→ DIRECTION
Copy the listing below in full and skip every picture.

[Start of PROVIDED RECORDS]

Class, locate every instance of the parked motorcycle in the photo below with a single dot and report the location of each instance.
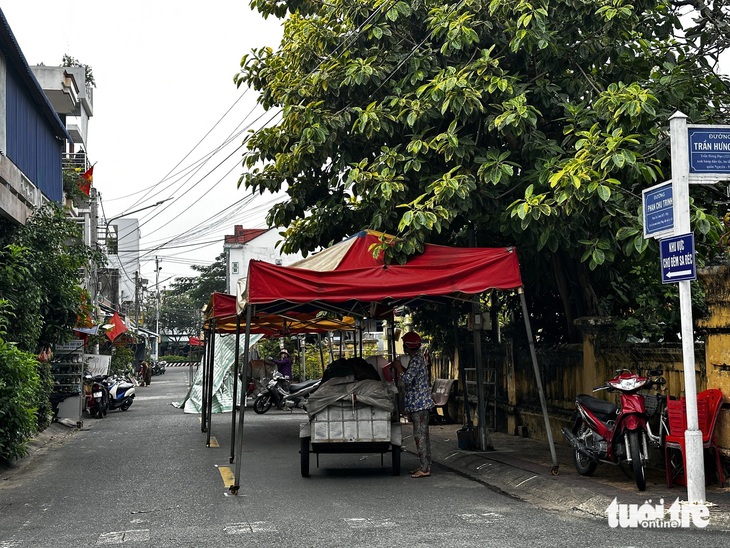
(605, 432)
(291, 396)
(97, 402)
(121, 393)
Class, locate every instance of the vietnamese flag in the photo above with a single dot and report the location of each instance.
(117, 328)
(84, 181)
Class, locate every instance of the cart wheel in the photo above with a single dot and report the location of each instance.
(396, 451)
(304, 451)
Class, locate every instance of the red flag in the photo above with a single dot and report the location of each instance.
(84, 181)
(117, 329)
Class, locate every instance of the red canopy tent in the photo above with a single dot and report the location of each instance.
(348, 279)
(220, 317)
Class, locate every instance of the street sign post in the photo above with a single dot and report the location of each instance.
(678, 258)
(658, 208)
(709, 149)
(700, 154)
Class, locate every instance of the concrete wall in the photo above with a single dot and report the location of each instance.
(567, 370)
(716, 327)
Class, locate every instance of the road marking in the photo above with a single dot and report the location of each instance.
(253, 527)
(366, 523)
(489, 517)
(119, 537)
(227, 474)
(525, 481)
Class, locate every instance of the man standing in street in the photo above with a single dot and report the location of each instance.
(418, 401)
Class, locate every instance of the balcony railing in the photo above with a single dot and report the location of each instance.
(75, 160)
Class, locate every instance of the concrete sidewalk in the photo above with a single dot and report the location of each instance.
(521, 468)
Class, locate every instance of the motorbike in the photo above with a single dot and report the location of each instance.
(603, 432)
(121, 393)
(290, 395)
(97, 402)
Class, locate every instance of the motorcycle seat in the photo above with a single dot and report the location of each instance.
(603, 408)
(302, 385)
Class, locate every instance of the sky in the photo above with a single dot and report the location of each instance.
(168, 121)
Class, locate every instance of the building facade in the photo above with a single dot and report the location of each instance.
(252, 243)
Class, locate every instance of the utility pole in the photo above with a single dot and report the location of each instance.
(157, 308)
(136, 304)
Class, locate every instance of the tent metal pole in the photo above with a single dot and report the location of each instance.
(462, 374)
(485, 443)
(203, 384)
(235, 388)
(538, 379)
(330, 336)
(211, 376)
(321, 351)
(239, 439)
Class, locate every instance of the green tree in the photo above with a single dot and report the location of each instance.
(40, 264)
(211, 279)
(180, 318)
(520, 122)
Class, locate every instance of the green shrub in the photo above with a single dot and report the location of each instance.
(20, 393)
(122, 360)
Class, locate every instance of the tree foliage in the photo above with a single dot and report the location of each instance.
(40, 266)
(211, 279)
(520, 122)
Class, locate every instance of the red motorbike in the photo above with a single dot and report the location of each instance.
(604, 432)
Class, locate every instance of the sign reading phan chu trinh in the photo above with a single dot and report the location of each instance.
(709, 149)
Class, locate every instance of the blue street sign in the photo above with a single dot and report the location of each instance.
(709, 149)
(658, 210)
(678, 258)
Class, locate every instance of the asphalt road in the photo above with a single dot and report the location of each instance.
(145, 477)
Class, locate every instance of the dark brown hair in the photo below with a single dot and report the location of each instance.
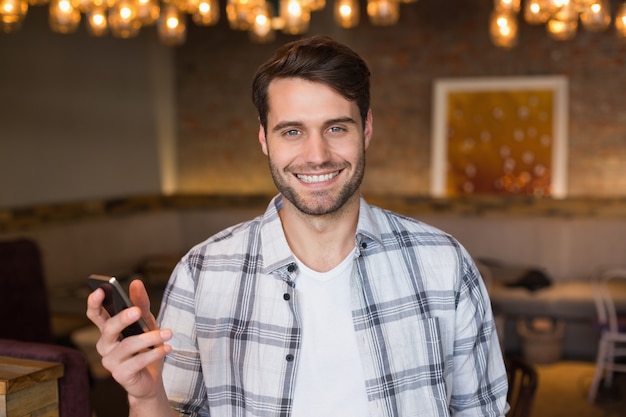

[End of PROVIDED RECORDS]

→ WRITTEN RESPONSE
Class, locate every instance of the parked motorcycle in the photo below with a single dot and report the location of each instance.
(605, 432)
(291, 396)
(97, 402)
(121, 393)
Class, locate every instance of the vietnamese flag in the photo above with a single dot and report the location of each instance.
(117, 328)
(84, 181)
Class, locate every instance of the cart wheel in the photo above with a single dot and report the location of each instance.
(396, 451)
(304, 451)
Class, locate every instance of the red flag in the photo above with a single dot and report the location of each instance.
(84, 181)
(117, 329)
Class, locate every instance of the red canopy tent in the photo above with a single dot and report the location of each instance.
(348, 279)
(220, 317)
Class, locate every instance of the street sign post in the photo above with a single dot and report the location of each instance.
(678, 258)
(658, 208)
(709, 149)
(700, 154)
Class, locate every instance of the concrete wall in the photo above with a single dot and report the location of each instance.
(567, 370)
(716, 327)
Class, locate every instance of the road marking in the photo above with a single dot and report the location of each instance.
(253, 527)
(366, 523)
(489, 517)
(119, 537)
(227, 474)
(525, 481)
Class, locate every instance of the man standing in street in the photo above with a single dot and report the location of each instance.
(418, 401)
Class, locate every instance of the balcony railing in the photo above with a single dot and report the location of each instance.
(75, 160)
Class, locate every instance of the concrete sidewalk in the photo above with a single dot and report the location of each instance.
(521, 468)
Class, locate every instance of the motorbike in the photo above with a single dot and report the location of each instance.
(603, 432)
(121, 393)
(290, 395)
(97, 402)
Class, locate every instance of the motorcycle seat in the photo above with a single dot and report the location of each instance.
(603, 408)
(302, 385)
Class, locate every instance of the sky in the photo above with a single dot and report the location of each instance.
(168, 121)
Class, locate every instance of the building facade in the photo above with a single dot and report the location of each instance.
(252, 243)
Class, locate every instance of the utility pole in the photo above with a single dot and report the location of each instance.
(157, 308)
(136, 304)
Class, locate every instance of the tent metal pole in the photo above with a single dot and report the location of each instance.
(462, 374)
(485, 443)
(203, 384)
(235, 388)
(538, 379)
(330, 336)
(211, 376)
(321, 351)
(239, 439)
Class, locate every instance of the green tree in the photo above with a single dot and report the location of each instance.
(40, 264)
(211, 279)
(180, 318)
(520, 122)
Class, locate every instance of the green shrub in the photo above with a single dot and report the location of each instance.
(20, 393)
(122, 360)
Class, locate every instance of the tree foliage in the photo above with a single dot and report the location of each instance.
(40, 266)
(211, 279)
(520, 122)
Class, locate every instance of the red motorbike in the photo above with a single dot and report the location of each instance.
(604, 432)
Class, locate every instance of the sign reading phan chu trinh in the photo above with a single dot and report the location of each instance.
(709, 149)
Class, locate every instance of the blue street sign in the photo above with a single dot and report the location of each instance.
(709, 149)
(658, 210)
(678, 258)
Class, locate every instance of the asphalt road in the photo above with a single dot and report the location of each instance.
(145, 477)
Class, locate every instance of the dark brown hair in the photo below with a single dot and report the location of each instance.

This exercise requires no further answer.